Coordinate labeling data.

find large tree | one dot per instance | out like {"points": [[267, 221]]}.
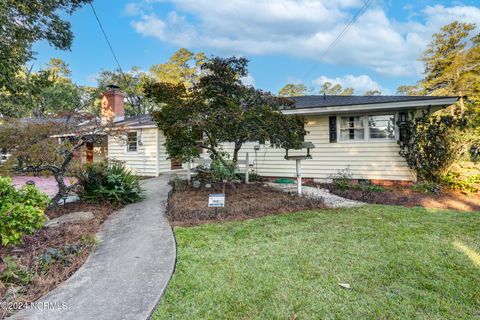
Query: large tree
{"points": [[335, 89], [131, 83], [292, 90], [47, 92], [49, 146], [24, 22], [451, 67], [183, 67], [220, 109]]}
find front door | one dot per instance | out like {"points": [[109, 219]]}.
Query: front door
{"points": [[89, 152]]}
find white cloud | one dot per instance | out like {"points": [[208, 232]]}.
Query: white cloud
{"points": [[303, 28], [248, 80], [361, 83]]}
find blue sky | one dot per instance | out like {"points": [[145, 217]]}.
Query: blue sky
{"points": [[285, 40]]}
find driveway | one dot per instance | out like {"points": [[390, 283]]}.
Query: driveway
{"points": [[46, 184], [126, 275]]}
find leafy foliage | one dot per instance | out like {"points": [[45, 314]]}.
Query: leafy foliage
{"points": [[292, 90], [48, 92], [21, 211], [110, 182], [343, 179], [433, 143], [219, 108], [337, 89], [34, 149]]}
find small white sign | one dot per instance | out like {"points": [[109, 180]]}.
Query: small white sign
{"points": [[216, 200]]}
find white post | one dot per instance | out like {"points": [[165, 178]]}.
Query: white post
{"points": [[189, 172], [247, 165], [299, 177]]}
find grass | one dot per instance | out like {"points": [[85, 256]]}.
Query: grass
{"points": [[401, 263]]}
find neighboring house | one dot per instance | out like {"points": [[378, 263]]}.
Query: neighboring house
{"points": [[355, 132]]}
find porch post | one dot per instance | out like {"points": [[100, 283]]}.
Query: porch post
{"points": [[299, 176], [247, 164]]}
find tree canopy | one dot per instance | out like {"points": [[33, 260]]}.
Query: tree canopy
{"points": [[220, 109], [47, 92], [24, 22], [329, 89], [292, 90], [451, 67]]}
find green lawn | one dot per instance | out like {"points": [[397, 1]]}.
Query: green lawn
{"points": [[400, 262]]}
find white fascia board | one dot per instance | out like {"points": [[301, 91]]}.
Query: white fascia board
{"points": [[373, 107]]}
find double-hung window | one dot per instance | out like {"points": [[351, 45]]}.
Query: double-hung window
{"points": [[367, 127], [381, 126], [132, 141], [352, 128]]}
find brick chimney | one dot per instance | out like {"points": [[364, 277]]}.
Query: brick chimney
{"points": [[113, 104]]}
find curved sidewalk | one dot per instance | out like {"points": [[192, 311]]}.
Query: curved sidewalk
{"points": [[127, 273]]}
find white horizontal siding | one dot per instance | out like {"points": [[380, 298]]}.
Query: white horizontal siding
{"points": [[367, 160], [144, 161]]}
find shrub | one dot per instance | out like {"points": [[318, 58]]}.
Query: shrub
{"points": [[343, 179], [216, 172], [110, 182], [430, 144], [465, 184], [21, 212]]}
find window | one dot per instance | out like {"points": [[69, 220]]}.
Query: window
{"points": [[367, 127], [352, 128], [381, 126], [132, 141]]}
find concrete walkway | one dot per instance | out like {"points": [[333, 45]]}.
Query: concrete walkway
{"points": [[127, 273]]}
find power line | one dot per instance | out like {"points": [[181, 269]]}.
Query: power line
{"points": [[341, 34], [108, 41]]}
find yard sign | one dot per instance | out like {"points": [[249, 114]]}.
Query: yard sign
{"points": [[216, 200]]}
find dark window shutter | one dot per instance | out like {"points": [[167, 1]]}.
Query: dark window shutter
{"points": [[332, 124]]}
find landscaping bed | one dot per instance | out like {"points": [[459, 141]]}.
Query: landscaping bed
{"points": [[47, 258], [405, 196], [189, 206]]}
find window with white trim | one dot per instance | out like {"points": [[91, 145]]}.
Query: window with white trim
{"points": [[367, 127], [352, 128], [132, 141], [381, 126]]}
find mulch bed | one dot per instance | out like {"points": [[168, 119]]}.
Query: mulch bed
{"points": [[189, 206], [404, 196], [44, 278]]}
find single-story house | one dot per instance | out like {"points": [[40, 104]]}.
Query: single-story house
{"points": [[355, 132]]}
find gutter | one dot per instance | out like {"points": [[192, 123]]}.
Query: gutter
{"points": [[417, 104]]}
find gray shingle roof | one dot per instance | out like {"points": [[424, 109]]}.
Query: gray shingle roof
{"points": [[313, 101], [318, 101]]}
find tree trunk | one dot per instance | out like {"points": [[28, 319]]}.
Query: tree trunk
{"points": [[62, 188], [462, 103]]}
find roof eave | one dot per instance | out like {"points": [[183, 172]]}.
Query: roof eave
{"points": [[389, 106]]}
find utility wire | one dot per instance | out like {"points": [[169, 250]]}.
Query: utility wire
{"points": [[341, 34], [137, 101], [108, 41]]}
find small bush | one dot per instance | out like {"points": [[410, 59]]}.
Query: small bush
{"points": [[343, 179], [110, 182], [21, 212], [426, 187], [15, 274]]}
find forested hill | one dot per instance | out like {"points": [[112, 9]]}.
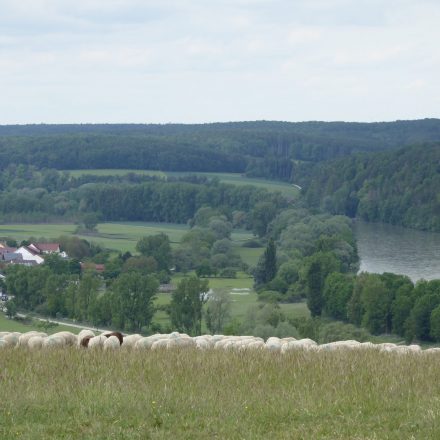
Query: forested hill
{"points": [[400, 187], [276, 150]]}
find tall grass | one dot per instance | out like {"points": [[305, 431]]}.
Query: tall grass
{"points": [[75, 394]]}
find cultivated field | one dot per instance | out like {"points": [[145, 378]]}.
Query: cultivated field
{"points": [[191, 394], [231, 178], [122, 236]]}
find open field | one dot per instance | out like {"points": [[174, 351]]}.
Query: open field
{"points": [[242, 300], [16, 326], [190, 394], [122, 236], [231, 178]]}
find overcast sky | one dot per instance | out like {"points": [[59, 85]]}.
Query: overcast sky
{"points": [[218, 60]]}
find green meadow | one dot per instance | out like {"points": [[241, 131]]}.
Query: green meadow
{"points": [[11, 325], [231, 178], [122, 236], [191, 394]]}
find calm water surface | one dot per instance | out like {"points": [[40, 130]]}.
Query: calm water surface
{"points": [[387, 248]]}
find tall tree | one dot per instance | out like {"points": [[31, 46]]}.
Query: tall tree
{"points": [[187, 303], [320, 265], [267, 265], [132, 305], [218, 311]]}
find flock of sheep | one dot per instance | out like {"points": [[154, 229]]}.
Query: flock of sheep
{"points": [[86, 339]]}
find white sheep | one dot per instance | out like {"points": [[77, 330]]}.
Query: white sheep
{"points": [[24, 338], [35, 342], [82, 335], [54, 342], [301, 344], [131, 340], [69, 338], [160, 343], [111, 343], [11, 339], [97, 342]]}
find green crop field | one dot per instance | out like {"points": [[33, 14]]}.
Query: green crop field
{"points": [[231, 178], [9, 325], [122, 236], [242, 295], [216, 394]]}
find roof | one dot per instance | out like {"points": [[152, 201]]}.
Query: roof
{"points": [[92, 266], [28, 249], [47, 247], [7, 250], [11, 256]]}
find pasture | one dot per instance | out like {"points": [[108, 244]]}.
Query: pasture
{"points": [[122, 236], [192, 394], [285, 188], [11, 325]]}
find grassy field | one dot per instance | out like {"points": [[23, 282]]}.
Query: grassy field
{"points": [[16, 326], [122, 236], [231, 178], [242, 300], [76, 394]]}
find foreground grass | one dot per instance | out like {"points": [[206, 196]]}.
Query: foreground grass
{"points": [[74, 394]]}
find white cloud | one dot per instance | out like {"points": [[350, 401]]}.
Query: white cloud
{"points": [[192, 60]]}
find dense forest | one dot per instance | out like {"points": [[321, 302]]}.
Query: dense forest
{"points": [[32, 195], [276, 150], [399, 187]]}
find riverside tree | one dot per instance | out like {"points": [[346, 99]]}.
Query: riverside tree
{"points": [[186, 305], [267, 265]]}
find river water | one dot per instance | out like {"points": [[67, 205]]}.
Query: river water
{"points": [[387, 248]]}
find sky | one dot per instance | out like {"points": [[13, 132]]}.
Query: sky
{"points": [[196, 61]]}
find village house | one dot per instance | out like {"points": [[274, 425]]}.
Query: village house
{"points": [[29, 255]]}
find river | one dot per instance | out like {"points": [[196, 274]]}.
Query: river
{"points": [[387, 248]]}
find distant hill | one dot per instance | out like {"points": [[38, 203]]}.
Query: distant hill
{"points": [[271, 149], [399, 187]]}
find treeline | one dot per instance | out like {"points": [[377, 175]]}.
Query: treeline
{"points": [[277, 150], [32, 195], [399, 187], [304, 248], [386, 303]]}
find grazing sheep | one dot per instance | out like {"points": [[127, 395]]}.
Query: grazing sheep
{"points": [[434, 350], [116, 334], [82, 335], [148, 341], [273, 344], [204, 342], [339, 345], [24, 338], [96, 342], [35, 342], [130, 340], [181, 342], [301, 344], [69, 338], [85, 341], [11, 339], [160, 343], [54, 342], [112, 343]]}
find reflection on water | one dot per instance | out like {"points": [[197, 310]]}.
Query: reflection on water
{"points": [[387, 248]]}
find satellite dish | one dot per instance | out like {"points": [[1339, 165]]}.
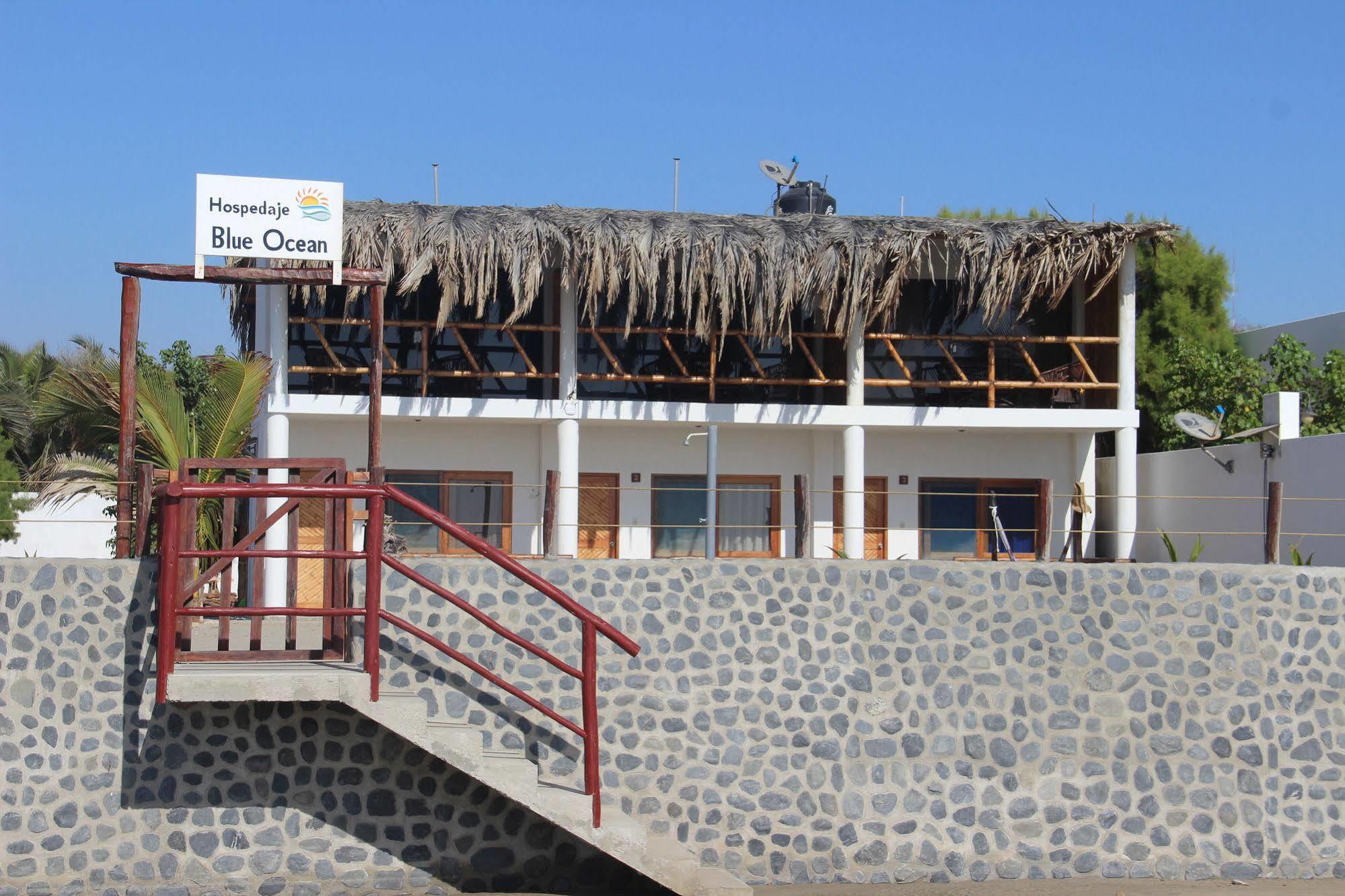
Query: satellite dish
{"points": [[775, 172], [1198, 426]]}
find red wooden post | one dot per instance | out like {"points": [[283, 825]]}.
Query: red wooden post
{"points": [[373, 578], [1274, 509], [375, 381], [553, 490], [168, 544], [144, 502], [802, 516], [126, 410], [588, 687]]}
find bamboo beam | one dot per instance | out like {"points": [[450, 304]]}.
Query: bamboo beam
{"points": [[611, 359], [252, 276], [951, 361], [896, 356], [1032, 365]]}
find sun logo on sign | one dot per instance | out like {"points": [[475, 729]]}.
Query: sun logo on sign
{"points": [[314, 205]]}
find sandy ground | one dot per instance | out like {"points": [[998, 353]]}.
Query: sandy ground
{"points": [[1070, 887]]}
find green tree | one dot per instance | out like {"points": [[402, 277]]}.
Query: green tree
{"points": [[1292, 368], [990, 215], [9, 507], [1203, 379], [1180, 306], [85, 395]]}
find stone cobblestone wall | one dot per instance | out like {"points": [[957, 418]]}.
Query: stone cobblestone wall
{"points": [[863, 722], [106, 793]]}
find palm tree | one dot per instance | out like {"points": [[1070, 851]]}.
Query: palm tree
{"points": [[22, 375], [83, 396]]}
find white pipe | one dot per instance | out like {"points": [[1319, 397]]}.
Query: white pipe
{"points": [[712, 490], [568, 322], [275, 303], [852, 502], [1128, 473], [568, 496]]}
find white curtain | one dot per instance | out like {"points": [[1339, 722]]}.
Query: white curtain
{"points": [[746, 519]]}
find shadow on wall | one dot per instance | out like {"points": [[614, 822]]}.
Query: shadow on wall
{"points": [[316, 792]]}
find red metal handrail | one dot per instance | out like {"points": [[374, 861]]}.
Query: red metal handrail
{"points": [[374, 556]]}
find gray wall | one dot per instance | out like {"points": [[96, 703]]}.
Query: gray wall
{"points": [[790, 720], [105, 792], [811, 720]]}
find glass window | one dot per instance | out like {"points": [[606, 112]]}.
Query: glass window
{"points": [[958, 517], [421, 536], [949, 519], [747, 517], [678, 516], [1017, 508], [480, 507]]}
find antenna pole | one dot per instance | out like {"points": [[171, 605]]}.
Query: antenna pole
{"points": [[677, 176]]}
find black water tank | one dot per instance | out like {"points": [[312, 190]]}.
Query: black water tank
{"points": [[809, 198]]}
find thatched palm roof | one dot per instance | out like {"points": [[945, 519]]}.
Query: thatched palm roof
{"points": [[705, 270]]}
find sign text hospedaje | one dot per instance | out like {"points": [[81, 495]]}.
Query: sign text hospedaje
{"points": [[269, 219]]}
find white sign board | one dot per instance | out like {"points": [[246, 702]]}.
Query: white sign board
{"points": [[269, 219]]}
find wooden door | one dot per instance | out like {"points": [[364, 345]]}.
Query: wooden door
{"points": [[599, 520], [875, 517]]}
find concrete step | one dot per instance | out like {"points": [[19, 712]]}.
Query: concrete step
{"points": [[716, 882], [265, 681]]}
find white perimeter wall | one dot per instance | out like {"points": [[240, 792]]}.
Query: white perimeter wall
{"points": [[1312, 468], [74, 529], [528, 450], [1319, 334]]}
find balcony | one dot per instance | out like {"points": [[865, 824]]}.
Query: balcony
{"points": [[482, 360]]}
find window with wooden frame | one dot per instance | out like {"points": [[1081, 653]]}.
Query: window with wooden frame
{"points": [[480, 502], [747, 516], [957, 520]]}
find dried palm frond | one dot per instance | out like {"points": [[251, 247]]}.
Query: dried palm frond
{"points": [[708, 270]]}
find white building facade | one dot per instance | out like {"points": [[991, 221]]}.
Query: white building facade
{"points": [[483, 407]]}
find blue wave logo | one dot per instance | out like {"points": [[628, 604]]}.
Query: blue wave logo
{"points": [[314, 205]]}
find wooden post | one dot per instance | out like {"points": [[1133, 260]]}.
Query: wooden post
{"points": [[144, 486], [1274, 507], [373, 578], [1043, 520], [553, 489], [1077, 536], [990, 376], [802, 516], [375, 383], [126, 411]]}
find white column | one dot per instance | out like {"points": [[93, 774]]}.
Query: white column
{"points": [[568, 497], [1128, 474], [568, 368], [712, 490], [824, 476], [1086, 472], [568, 431], [852, 482], [273, 305]]}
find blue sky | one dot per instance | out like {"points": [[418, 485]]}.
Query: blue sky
{"points": [[1225, 118]]}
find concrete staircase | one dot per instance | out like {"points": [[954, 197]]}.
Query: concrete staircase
{"points": [[507, 772]]}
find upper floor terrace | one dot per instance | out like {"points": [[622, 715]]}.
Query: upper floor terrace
{"points": [[616, 306]]}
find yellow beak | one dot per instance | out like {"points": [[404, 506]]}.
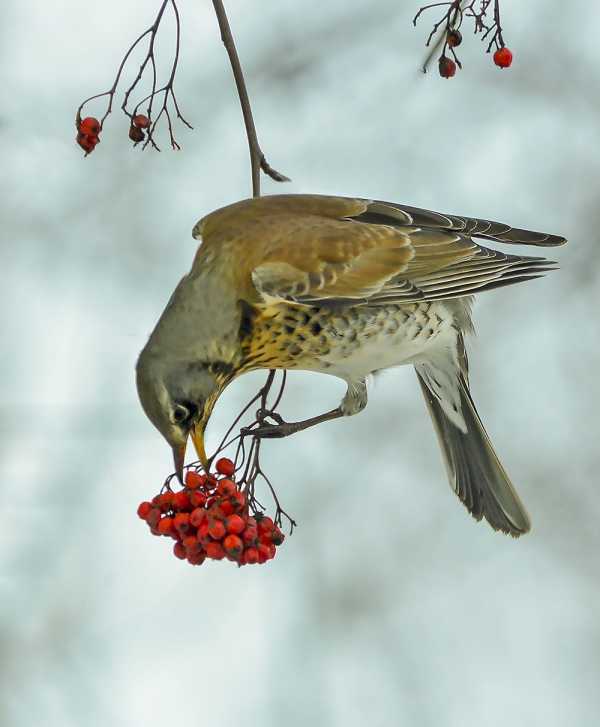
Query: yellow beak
{"points": [[198, 439], [179, 459]]}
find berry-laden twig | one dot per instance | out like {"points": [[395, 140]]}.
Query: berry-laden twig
{"points": [[161, 101], [450, 36], [217, 515]]}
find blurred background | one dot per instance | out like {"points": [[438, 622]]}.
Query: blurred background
{"points": [[389, 604]]}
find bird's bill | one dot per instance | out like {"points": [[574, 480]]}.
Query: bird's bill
{"points": [[179, 459], [198, 439]]}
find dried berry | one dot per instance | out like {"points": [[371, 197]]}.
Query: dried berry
{"points": [[454, 38], [503, 57], [141, 121], [89, 126], [447, 67]]}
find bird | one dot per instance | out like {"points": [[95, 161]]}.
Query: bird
{"points": [[343, 286]]}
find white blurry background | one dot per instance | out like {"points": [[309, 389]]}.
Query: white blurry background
{"points": [[389, 604]]}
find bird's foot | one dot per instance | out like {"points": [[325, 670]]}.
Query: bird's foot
{"points": [[285, 429]]}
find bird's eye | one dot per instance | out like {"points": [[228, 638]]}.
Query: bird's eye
{"points": [[184, 412]]}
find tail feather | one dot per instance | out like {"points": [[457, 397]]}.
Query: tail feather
{"points": [[473, 468]]}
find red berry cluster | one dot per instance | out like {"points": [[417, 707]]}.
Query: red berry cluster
{"points": [[209, 518], [136, 130], [88, 134]]}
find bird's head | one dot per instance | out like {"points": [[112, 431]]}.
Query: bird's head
{"points": [[178, 398]]}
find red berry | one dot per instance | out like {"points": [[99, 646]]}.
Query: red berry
{"points": [[265, 525], [143, 509], [216, 529], [215, 551], [225, 467], [235, 524], [447, 67], [165, 526], [181, 522], [197, 499], [226, 487], [85, 143], [454, 38], [90, 125], [503, 57], [153, 517], [191, 544], [226, 507], [250, 556], [194, 479], [250, 536], [203, 535], [263, 553], [181, 501], [136, 134], [233, 545], [179, 551], [197, 558], [163, 501], [198, 516], [277, 537], [238, 500], [141, 121]]}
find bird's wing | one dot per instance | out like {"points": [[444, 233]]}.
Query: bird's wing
{"points": [[320, 250]]}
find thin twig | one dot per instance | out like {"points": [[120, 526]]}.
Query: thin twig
{"points": [[257, 158]]}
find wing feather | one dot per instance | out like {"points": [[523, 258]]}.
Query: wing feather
{"points": [[335, 251]]}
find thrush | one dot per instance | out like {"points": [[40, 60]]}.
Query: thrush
{"points": [[346, 287]]}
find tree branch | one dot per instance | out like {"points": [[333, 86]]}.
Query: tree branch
{"points": [[257, 158]]}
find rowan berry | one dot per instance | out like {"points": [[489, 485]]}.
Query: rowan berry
{"points": [[238, 500], [90, 126], [181, 522], [265, 525], [250, 535], [215, 551], [153, 517], [250, 556], [225, 467], [454, 38], [179, 551], [141, 121], [85, 143], [226, 507], [197, 499], [190, 543], [233, 546], [165, 525], [196, 558], [197, 517], [447, 67], [503, 57], [216, 529], [203, 534], [235, 524], [181, 501]]}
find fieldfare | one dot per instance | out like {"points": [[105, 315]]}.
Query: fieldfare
{"points": [[346, 287]]}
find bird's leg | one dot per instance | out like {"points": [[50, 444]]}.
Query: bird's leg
{"points": [[277, 431], [353, 402]]}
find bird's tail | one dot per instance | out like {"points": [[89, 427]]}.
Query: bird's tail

Task brief.
Set down only these lines, exactly: the line containing "find rowan berry" and each line after it, through the end of the listing.

Expected output.
find rowan berry | one dot per instance | out like {"points": [[489, 485]]}.
Query: rowan berry
{"points": [[238, 500], [90, 126], [181, 522], [265, 525], [250, 535], [215, 551], [153, 517], [250, 556], [225, 467], [454, 38], [179, 551], [141, 121], [85, 143], [226, 507], [197, 499], [190, 543], [233, 546], [165, 525], [196, 558], [197, 517], [447, 67], [503, 57], [216, 529], [203, 534], [235, 524], [181, 501]]}
find fieldfare | one dot per instance | out like {"points": [[105, 315]]}.
Query: fieldfare
{"points": [[346, 287]]}
find bird's leg | one dot per instance | out like {"points": [[50, 444]]}.
Query: bird's leg
{"points": [[277, 431], [353, 402]]}
find bird's tail | one dot per instance | out like {"points": [[89, 427]]}.
Query: bird's tail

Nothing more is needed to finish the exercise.